# [抜粋]
▬▬▬

とうとう発売が開始されたCubase12。
私にとって、スタインバーグキー不要で起動出来ることと、Appleシリコン(M1チップ)のネイティブ対応に期待をしていましたが、M1 Max 32Core 64GBメモリ MacBook Pro 14inch 2021に早速インストールしてみました。
Rosetta2での対応であったCubase11 Proも、正直それほど不満があるわけではなく、Intel Macとは別次元のパフォーマンスをM1 Max 32Core 64GBメモリ MacBook Pro 14inch 2021で体験出来ていました。
そこで、Cubase12のAppleシリコン(M1チップ)のネイティブ対応によって、どれくらいパフォーマンスが上がったのかが気になって比較してみます。
Cubase12 Proインストールレビュー
こんなこと言うとオッサンになったもんだと思いますが、20年以上前でしょうか、Cubase VSTという名前だった時代がありました。
その頃はパッケージも青っぽい色だったような気がしまして…原点回帰というか、Steinbergの気合いを感じます。
それもそのはず。
Cubaseはずっとライセンスキー(ドングル)がないと起動出来なかったので、Steinberg的には画期的な変化であることをアピールしたいという意図を感じます。
ちなみに、Cubase VST5というバージョンだった頃、私はDigital Performerユーザーでした。あの頃はCubaseに乗り換えて17年間も使い続けるとは思わなかった…。
Steinberg IDでサインインすれば、認証OKというのがCubase12の進化ポイント。
Cubase11以前からのユーザーは、My SteinbergにログインするためのIDとパスワードがそのままSteinberg IDになるとのこと。
マニュアルも何も見ていませんので、あくまで推測ですが、Steinberg Activation Managerでライセンスの認証や解除を行う仕組みのようですね。
Cubase12は、1つのライセンスで3台まで同時にインストールが許可されているようです。
3台までインストール出来ればもう十分と言えますが、パソコンを修理に出したい時や、OSのクリーンインストールをしたい時にライセンス解除方法が分かりにくいと、新たな環境で再インストールするときにライセンス認証が降りなくて、サポートにメールという手間が起きます。
しかも、そのメールを英語で打たなきゃいけない…なんてケースもあるわけで、ホントにライセンスの認証と解除は面倒な手続きだったりしますが、Cubaseの場合はシンプルで良さそうですね。
スタインバーグキーの廃止によって、最初の認証プロセスは確かに変わりましたが、一度起動プロセスに入ってしまえば、Cubase11と大きく変わりません。

▬▬▬

# [指示]
上のCubase12のレビューによると、1つのライセンスで同時にインストールできるのは何台までですか。

▬▬▬

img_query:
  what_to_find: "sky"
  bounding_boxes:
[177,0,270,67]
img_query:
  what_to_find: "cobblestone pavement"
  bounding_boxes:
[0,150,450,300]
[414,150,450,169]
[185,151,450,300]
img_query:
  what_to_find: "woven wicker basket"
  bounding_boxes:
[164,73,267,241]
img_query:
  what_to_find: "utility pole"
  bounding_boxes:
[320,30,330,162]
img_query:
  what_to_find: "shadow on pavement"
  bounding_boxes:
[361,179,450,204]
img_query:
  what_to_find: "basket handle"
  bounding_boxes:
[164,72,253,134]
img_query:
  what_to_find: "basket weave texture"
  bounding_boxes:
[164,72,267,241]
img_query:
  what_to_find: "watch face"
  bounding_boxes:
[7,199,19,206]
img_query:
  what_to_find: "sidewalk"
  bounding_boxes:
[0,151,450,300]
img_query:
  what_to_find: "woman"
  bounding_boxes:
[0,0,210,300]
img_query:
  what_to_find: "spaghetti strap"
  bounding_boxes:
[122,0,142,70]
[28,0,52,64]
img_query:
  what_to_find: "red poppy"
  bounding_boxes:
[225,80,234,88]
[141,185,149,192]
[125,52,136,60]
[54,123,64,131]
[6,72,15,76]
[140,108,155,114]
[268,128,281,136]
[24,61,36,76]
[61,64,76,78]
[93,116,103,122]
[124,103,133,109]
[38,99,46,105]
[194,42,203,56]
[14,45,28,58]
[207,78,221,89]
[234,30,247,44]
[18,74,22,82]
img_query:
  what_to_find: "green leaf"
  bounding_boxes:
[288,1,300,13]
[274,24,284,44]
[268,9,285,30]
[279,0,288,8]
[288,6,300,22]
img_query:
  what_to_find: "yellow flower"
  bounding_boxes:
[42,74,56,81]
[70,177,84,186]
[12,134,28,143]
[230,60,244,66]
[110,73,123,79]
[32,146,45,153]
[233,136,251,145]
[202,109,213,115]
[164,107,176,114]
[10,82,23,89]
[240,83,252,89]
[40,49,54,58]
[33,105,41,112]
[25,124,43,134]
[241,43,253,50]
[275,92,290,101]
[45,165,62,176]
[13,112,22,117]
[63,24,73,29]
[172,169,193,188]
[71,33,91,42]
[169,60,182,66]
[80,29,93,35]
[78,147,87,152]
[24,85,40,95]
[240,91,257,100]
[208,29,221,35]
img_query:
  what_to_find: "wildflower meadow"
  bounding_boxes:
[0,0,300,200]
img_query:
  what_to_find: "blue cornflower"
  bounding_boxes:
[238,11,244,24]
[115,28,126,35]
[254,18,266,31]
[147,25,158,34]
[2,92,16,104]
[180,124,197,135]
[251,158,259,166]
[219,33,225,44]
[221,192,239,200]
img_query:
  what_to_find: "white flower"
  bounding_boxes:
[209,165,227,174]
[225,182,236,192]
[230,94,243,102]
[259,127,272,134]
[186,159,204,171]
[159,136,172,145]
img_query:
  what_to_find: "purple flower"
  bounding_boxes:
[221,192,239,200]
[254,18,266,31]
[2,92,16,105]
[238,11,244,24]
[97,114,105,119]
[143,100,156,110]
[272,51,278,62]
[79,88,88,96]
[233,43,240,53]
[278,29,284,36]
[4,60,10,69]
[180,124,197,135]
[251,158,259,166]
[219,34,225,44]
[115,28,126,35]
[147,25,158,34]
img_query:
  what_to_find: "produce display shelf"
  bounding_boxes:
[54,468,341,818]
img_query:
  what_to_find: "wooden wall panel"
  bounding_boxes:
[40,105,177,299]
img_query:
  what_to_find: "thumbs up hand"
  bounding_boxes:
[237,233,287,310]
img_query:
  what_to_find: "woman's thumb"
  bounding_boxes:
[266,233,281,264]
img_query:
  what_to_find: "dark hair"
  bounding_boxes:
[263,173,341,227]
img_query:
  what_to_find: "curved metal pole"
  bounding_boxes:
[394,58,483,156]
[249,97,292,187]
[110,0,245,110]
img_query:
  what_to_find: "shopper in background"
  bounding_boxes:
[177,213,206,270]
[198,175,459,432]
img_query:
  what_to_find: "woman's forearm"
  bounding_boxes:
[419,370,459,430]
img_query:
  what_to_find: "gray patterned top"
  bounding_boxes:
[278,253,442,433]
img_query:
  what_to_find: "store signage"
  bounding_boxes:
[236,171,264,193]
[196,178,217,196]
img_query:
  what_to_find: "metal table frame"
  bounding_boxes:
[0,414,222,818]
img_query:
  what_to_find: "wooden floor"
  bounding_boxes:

▬▬▬

# [回答]
3台までです。